Extract every line starting at the line that contains "Target: notice board" and ending with the final line of the data, inclusive; give only those lines, word for word.

☆ ☆ ☆ ☆ ☆

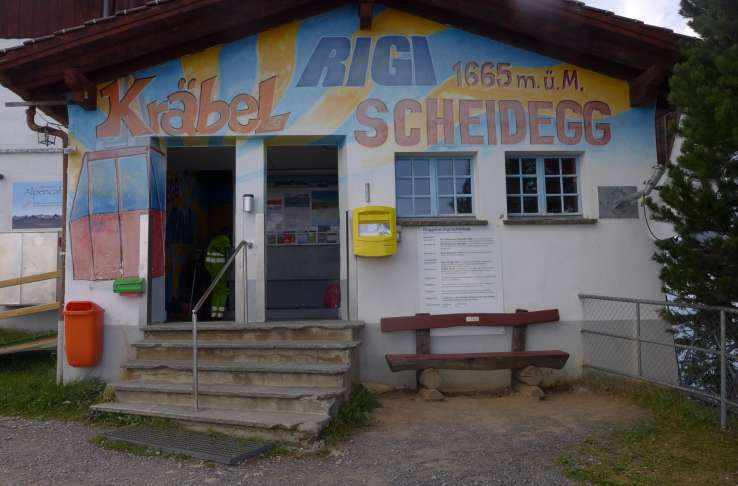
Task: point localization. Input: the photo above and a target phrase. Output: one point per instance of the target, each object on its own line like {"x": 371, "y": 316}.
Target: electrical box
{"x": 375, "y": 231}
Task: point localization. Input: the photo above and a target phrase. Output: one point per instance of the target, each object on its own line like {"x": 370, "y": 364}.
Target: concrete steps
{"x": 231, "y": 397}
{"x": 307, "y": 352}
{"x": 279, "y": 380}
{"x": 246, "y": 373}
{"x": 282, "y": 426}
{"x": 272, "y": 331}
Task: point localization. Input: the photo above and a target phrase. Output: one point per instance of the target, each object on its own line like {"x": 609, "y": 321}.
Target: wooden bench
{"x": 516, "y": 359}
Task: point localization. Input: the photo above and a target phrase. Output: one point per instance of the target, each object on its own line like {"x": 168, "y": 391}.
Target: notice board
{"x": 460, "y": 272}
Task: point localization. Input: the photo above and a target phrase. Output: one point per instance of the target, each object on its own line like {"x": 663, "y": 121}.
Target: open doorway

☆ ☆ ☆ ☆ ☆

EXERCISE SOLUTION —
Target: notice board
{"x": 460, "y": 272}
Task: point localization. Input: the photo above and a target phrase. Output: one point per instance of the target, each object on its own line like {"x": 663, "y": 121}.
Target: open doorway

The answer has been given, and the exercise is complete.